* 読解文 *
----

夏ですので、怪談映画。
四谷怪談を知らない人がいるでしょうか。(いない)
日本一有名な怪談話。
なので、本日はネタバレありといいますか、ご存知のお話を踏まえてしまいます。
破綻した夫婦のもつれ
江戸時代後期に登場して以来、あらゆる分野でオマージュされてきた珠玉の恐怖譚。その中でも最高傑作とされる、1959年の中川信夫監督作品である。
あらすじは、言うまでもないけれど言わせてください。
江戸時代。
浪人・民谷伊右衛門が、殺した女房・お岩に祟られまくるエピソードが横糸。
伊右衛門に殺られた親の仇討ちが、縦糸だ。
この伊右衛門、稀に見るキングオブクズ男。
良家の娘と結婚するために、幼子を抱えた女房を殺すのである。
しかも、エラそう。
後ろめたいことをしているのだから、もう少し猫背であってしかるべき。
伊右衛門は、浪人暮らしの鬱憤から博打にハマって文無し状態。
お岩さんにはDV。
良いところは顔と姿勢だけ。
武士は食わねど高楊枝というけれど、侍は大変だ。
プライドで失敗するタイプ。
激高して人を殺し。
職のために人を殺し。
悪知恵の指南役に流されるうちに、恐怖が襲い掛かる。
私事で恐縮ながら、こども時代に観た本作がトラウマとなり、ナゼか逆にホラー好きになってしまいました。
以前は、夏場にTV放映されていたのだ。
今では考えにくい、良い時代。
キャストとスタッフ
民谷伊右衛門役は天知茂。ザ・良い男。DV男の例に漏れず、罵倒したかと思うと甘い言葉を吐くという、バイオレンス&ハニー。幽霊を見た直後でも息を整えられる、生粋の武士でもある。
お岩さん役の若杉嘉津子が壮絶な芝居。天井から吊るされ、水没させられ、肉体を酷使。この方の根性あってこそ名作になったのだろう。しかも高所恐怖症だったというのだから! それは泣く!
妹役の北沢典子が可愛いらしい。
良家の娘お梅役が池内淳子だったとは、気づかなかった!
渡辺宙明がホラー音楽の定番を作った。気がします。
原作は四代目鶴屋南北による歌舞伎の演目だ。今で言う実話系怪談。怪異パートは創作だが、元になる事件は実際にあったと言われている。詳しくは→Wikipedia
『仮名手本忠臣蔵』のスピンオフであり、映画では割愛されているが、民谷伊右衛門は討ち入りでお家お取り潰しになった赤穂藩の武士である。

----

* 問題 1 *
四谷怪談の映画紹介で、筆者が「ネタバレあり」で書くと断っているのはなぜか。本文に書かれた理由を1〜3文で説明してください。
* 問題 2 *
四谷怪談の映画紹介にある「良家の娘と結婚するために、幼子を抱えた女房を殺すのである。」という文を英語に訳してください。
* 問題 3 *
四谷怪談の映画紹介を、最後の文の後から書き継いでください。

----

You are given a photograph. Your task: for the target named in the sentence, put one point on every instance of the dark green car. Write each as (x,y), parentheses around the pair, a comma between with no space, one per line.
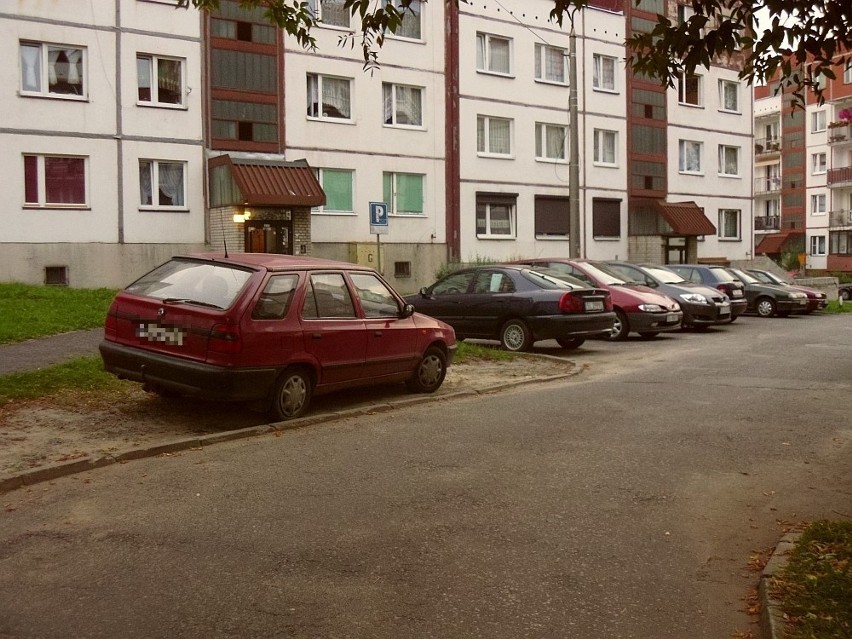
(770,300)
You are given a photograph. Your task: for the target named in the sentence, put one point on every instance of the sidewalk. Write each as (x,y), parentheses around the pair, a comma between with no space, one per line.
(48,351)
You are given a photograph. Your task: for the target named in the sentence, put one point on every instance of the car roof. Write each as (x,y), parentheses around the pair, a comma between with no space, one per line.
(274,261)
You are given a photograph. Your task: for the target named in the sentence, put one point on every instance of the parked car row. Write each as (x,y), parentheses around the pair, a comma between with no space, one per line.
(277,329)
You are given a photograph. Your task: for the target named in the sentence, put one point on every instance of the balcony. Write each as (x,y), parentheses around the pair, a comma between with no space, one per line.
(766,146)
(839,218)
(768,184)
(767,223)
(839,178)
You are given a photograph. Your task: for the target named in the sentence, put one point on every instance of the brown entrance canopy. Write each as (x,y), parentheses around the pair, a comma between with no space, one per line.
(253,182)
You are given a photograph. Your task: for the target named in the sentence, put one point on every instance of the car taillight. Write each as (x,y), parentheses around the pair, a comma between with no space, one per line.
(570,303)
(225,338)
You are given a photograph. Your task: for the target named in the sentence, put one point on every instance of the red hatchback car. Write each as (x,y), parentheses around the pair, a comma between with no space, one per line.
(637,307)
(271,328)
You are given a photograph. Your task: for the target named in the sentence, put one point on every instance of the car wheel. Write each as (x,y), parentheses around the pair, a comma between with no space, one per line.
(515,336)
(570,343)
(765,307)
(620,327)
(292,394)
(430,372)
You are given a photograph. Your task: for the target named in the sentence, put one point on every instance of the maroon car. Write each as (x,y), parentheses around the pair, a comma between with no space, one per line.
(638,308)
(276,329)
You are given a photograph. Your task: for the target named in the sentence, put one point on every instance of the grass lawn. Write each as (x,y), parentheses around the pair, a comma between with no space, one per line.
(28,311)
(815,589)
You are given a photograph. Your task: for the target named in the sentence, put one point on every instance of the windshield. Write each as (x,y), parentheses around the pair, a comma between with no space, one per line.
(602,273)
(664,275)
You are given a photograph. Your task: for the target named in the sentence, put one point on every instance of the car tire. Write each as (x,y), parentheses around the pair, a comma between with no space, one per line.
(765,307)
(430,372)
(570,343)
(620,327)
(515,336)
(292,394)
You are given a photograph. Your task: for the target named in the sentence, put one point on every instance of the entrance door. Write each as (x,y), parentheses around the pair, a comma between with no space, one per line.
(269,236)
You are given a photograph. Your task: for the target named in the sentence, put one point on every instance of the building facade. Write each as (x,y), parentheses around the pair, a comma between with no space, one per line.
(102,140)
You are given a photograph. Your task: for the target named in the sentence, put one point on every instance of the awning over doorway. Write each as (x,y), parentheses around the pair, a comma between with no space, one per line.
(772,244)
(254,182)
(685,218)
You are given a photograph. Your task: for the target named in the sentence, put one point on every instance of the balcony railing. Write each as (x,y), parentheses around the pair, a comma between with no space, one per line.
(767,223)
(767,146)
(840,177)
(769,184)
(842,217)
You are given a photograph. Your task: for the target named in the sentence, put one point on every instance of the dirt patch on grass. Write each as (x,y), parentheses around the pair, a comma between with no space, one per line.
(68,426)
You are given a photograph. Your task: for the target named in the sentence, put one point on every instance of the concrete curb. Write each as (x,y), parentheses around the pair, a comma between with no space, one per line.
(771,617)
(64,469)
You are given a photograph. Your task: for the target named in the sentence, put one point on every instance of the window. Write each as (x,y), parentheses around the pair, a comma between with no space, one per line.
(729,96)
(493,135)
(603,73)
(411,23)
(550,64)
(329,98)
(729,160)
(689,90)
(606,218)
(162,184)
(53,70)
(818,204)
(338,187)
(403,105)
(168,87)
(330,12)
(729,224)
(493,54)
(552,216)
(55,181)
(403,193)
(495,215)
(689,156)
(604,142)
(551,142)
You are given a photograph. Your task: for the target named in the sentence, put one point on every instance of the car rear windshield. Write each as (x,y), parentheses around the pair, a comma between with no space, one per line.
(193,282)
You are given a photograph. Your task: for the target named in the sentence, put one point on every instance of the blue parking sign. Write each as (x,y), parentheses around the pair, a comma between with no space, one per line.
(378,218)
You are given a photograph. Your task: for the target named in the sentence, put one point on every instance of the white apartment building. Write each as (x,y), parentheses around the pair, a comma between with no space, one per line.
(101,135)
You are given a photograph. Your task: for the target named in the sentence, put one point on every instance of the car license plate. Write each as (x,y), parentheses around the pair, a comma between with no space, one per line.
(163,334)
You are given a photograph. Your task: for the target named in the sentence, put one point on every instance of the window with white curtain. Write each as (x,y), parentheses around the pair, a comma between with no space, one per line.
(53,70)
(689,156)
(493,54)
(162,184)
(729,224)
(604,143)
(493,135)
(551,64)
(551,142)
(729,96)
(159,80)
(55,181)
(729,160)
(603,72)
(402,105)
(329,98)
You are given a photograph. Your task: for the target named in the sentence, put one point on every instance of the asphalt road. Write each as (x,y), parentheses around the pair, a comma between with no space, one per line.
(626,502)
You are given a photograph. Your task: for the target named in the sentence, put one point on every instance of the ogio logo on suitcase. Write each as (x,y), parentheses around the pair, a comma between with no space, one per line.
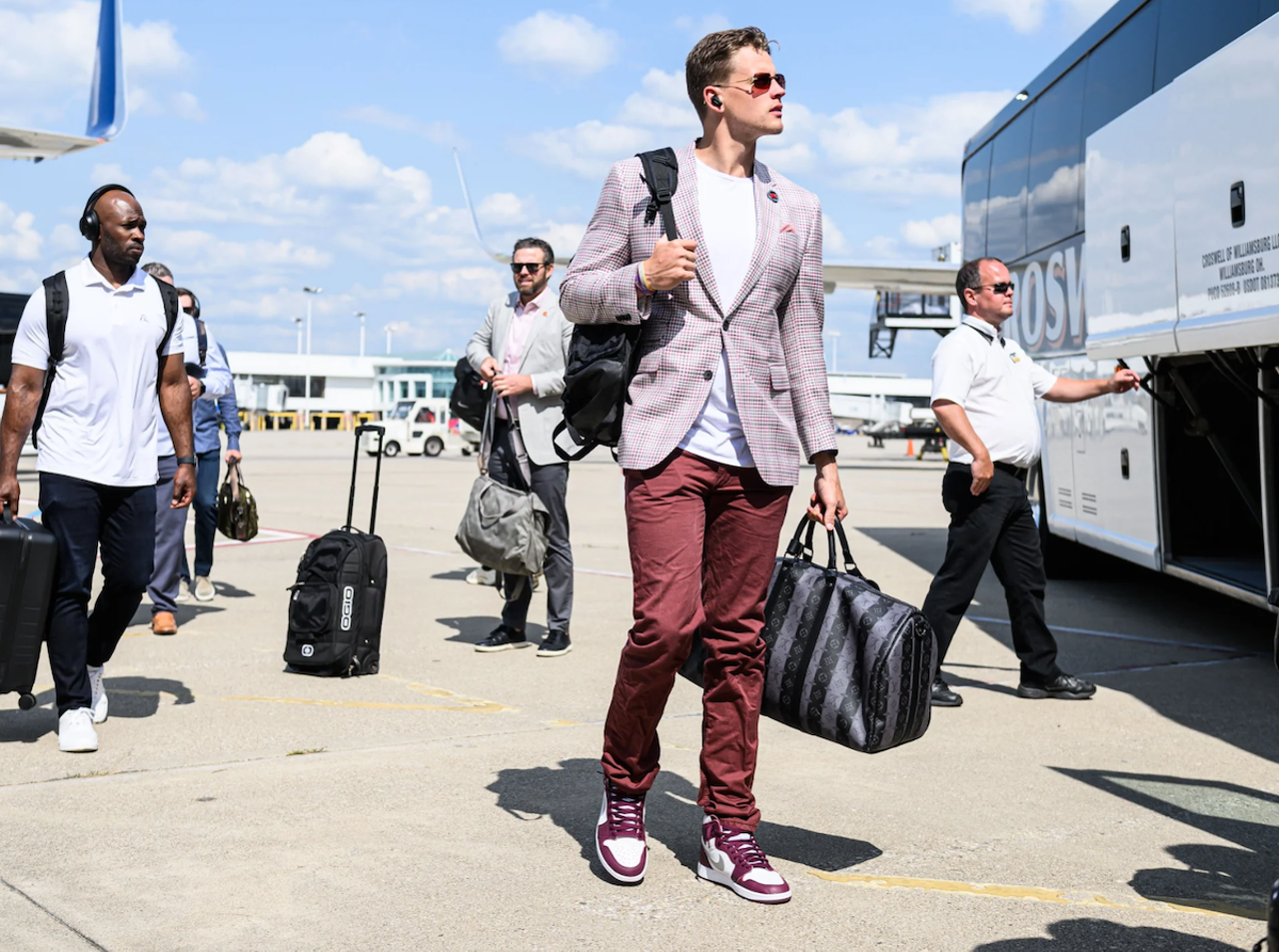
(348,597)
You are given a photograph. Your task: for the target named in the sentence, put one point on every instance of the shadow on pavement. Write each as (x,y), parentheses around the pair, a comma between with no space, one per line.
(1090,934)
(140,696)
(479,626)
(571,797)
(1211,877)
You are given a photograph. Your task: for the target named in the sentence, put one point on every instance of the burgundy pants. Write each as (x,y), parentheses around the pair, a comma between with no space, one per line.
(702,539)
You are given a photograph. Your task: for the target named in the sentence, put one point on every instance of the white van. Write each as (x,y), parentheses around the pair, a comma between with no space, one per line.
(416,427)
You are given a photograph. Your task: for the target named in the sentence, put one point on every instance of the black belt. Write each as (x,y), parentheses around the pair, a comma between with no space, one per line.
(1018,472)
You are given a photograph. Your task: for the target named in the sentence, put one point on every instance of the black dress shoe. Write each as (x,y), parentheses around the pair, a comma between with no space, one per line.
(554,644)
(943,696)
(1063,686)
(503,639)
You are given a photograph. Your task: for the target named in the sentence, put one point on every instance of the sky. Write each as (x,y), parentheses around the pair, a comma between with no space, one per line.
(286,145)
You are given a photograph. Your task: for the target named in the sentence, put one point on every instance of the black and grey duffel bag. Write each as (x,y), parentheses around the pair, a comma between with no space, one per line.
(845,662)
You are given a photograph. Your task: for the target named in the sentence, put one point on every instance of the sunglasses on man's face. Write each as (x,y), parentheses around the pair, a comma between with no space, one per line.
(761,82)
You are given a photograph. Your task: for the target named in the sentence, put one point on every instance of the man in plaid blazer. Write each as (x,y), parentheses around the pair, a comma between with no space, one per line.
(729,397)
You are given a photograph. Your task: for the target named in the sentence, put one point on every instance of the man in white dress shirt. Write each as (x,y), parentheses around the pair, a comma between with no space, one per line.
(983,390)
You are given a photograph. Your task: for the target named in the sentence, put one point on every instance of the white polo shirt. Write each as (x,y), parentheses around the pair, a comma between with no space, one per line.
(995,383)
(100,424)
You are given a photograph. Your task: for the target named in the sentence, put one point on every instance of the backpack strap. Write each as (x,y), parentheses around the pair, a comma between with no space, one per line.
(169,296)
(661,177)
(56,306)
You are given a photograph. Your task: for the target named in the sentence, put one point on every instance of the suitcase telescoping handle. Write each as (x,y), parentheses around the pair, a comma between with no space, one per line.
(378,473)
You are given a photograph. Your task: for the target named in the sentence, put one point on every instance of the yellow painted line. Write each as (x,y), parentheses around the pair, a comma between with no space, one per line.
(1037,895)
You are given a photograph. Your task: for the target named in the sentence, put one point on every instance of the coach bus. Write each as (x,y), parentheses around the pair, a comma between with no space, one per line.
(1133,191)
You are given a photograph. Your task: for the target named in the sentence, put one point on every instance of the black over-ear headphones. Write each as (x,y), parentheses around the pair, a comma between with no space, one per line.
(90,227)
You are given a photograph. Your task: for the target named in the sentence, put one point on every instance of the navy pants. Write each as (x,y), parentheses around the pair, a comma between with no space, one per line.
(206,512)
(85,516)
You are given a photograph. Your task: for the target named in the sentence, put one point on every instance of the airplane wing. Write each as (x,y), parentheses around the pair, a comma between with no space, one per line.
(904,278)
(106,106)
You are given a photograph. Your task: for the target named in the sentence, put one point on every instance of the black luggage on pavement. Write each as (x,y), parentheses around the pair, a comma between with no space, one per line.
(28,557)
(602,358)
(470,398)
(336,612)
(844,660)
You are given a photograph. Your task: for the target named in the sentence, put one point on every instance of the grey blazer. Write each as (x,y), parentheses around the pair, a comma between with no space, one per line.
(544,361)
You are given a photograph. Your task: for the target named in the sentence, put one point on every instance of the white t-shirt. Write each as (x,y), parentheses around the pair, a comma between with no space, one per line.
(725,205)
(995,383)
(100,424)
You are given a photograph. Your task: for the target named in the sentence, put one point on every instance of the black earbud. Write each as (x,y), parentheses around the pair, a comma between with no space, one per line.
(90,227)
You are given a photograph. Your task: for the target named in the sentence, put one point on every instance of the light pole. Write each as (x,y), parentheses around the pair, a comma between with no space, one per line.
(306,394)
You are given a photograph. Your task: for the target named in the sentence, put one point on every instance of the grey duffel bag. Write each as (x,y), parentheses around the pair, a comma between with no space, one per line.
(844,660)
(504,527)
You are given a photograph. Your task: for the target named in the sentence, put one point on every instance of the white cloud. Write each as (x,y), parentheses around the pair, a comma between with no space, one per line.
(570,42)
(18,239)
(698,27)
(439,132)
(1023,15)
(932,233)
(46,62)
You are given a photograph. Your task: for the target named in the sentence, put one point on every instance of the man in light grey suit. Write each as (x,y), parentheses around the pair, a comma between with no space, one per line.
(521,349)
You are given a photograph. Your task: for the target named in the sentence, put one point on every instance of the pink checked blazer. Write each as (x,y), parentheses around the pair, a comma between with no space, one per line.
(771,333)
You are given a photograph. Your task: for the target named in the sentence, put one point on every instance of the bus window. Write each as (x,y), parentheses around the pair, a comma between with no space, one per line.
(1005,215)
(1056,164)
(976,184)
(1120,69)
(1190,31)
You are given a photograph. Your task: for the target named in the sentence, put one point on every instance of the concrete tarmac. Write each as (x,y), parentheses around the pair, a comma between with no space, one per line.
(449,801)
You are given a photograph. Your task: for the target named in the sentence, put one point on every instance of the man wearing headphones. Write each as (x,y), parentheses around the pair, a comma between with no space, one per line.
(106,342)
(209,380)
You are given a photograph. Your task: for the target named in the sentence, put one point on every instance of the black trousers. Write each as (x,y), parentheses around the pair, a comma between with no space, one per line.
(83,516)
(998,527)
(551,484)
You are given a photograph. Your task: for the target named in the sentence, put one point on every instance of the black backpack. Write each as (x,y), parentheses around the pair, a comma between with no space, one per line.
(56,307)
(602,358)
(336,611)
(470,399)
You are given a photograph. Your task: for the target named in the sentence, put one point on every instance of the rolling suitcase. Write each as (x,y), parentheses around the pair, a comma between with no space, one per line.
(28,554)
(336,611)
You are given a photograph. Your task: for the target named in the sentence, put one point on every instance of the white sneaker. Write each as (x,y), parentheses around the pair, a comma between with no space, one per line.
(95,682)
(76,733)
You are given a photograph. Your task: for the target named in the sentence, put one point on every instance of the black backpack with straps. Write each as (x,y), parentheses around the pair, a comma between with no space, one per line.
(56,307)
(602,358)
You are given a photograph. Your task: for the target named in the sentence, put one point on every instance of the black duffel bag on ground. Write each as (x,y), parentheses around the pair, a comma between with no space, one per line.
(602,358)
(470,397)
(844,660)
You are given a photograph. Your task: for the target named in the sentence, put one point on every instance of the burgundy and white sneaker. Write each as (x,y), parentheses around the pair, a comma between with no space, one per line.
(620,841)
(731,857)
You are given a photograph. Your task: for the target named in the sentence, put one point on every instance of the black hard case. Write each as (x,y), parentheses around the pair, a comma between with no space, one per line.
(28,557)
(336,611)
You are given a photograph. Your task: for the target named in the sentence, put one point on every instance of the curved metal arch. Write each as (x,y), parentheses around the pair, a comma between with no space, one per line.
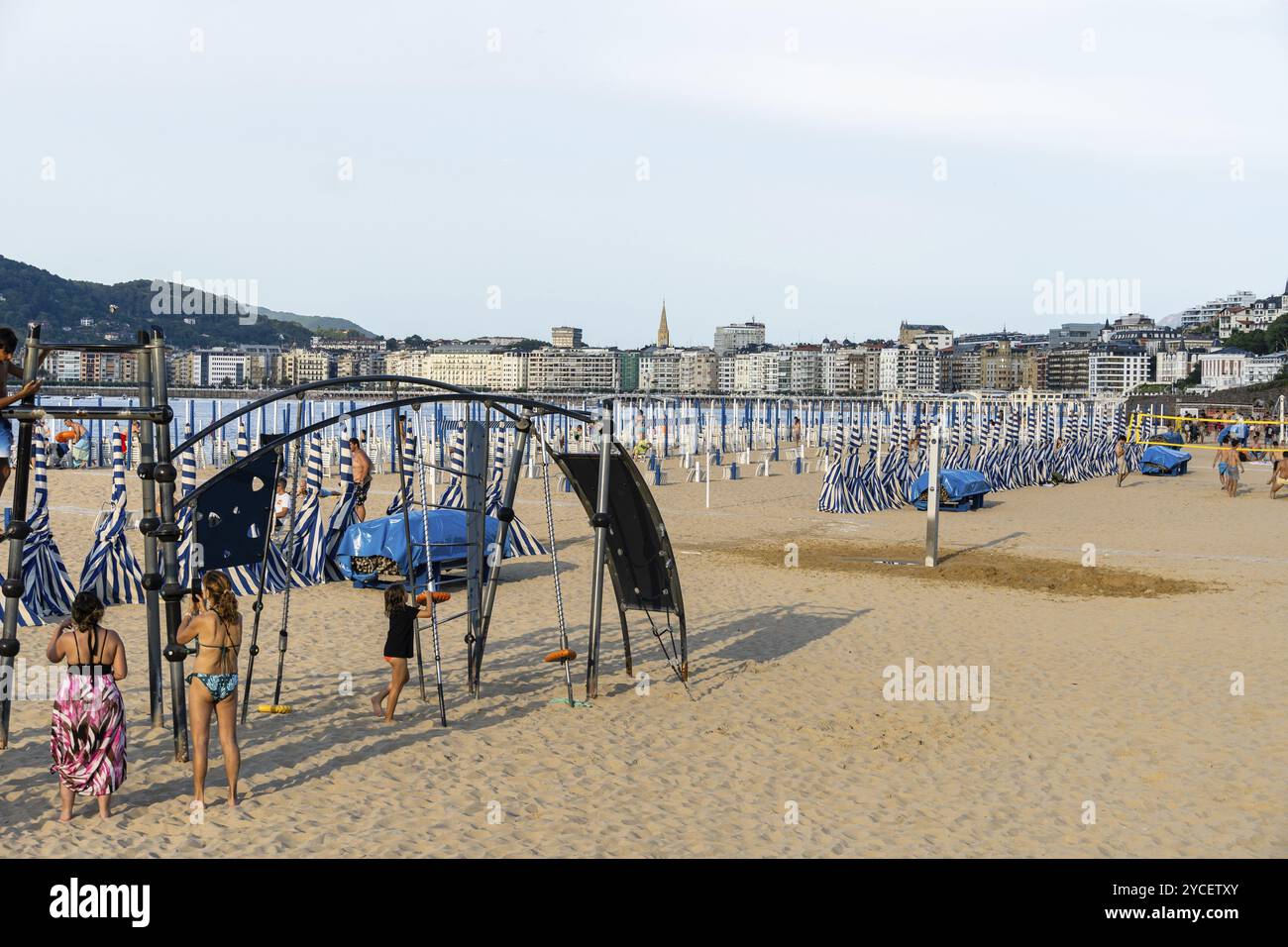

----

* 解答 1 *
四谷怪談は日本一有名な怪談話で、知らない人はいないと筆者は考えている。そのため、誰もが知っている話の内容を踏まえて書くことにしたから。

* 解答 2 *
He kills his wife, who has a young child in her arms, so that he can marry a daughter of a good family.

* 解答 3 *
中川信夫監督は才能が炸裂。総天然色のカラーをフル活用。赤い色を効果的に挿入。血の一筋の威力といったら。光と影を駆使して心情も発露させてくる。幽霊攻撃を受けて慄く伊右衛門でさえも、美しく撮るセンスだ。
恐怖と哀しみが畳みかける
お岩さんが倒れてから、伊右衛門が祟られるまでが早い。
怪奇現象の畳みかけである。
ひー!と驚いている間に、もう次の怪異が足元で待機。
幽霊になってからも、なる前も、有名すぎるお岩さんのメイクはやはり衝撃的だ。
怪奇現象の仔細を知ったうえで観ても、失禁。
「うらめしや」も「この恨み晴らさずにおくものか」も、耳から離れない。
戸板返し。水飛沫。
恐怖シーンは怖いだけでなく、全てが絵になる。
スタジオ撮影と思えぬ、天候の操り方にもシビれる。
伊右衛門のいかんともしがたい心情も描かれるから、つらい。
婿養子なので、嫌味も言われる。
生前のお岩さんは親を殺され、貧乏暮らしで心が荒んでおり。
良家の娘だったプライドも残っている。
2人の周囲の人々も、哀しい人生なのでやりきれない。
1959年には三隅研次監督による『四谷怪談』も作られ、なんと同じ公開日であった。
いまだに、お岩さんの呪いは生きていると語られる名作怪談である。
名前を呼ぶだけで呪われるというホラーのパターンも、お岩さんからではないか。
殺した女に祟られる、まさに因果応報。
恐ろしさだけではなく、人の心の格闘に見ごたえがある。
ラストの余韻の切なさ。
Jホラー最高の1作だ。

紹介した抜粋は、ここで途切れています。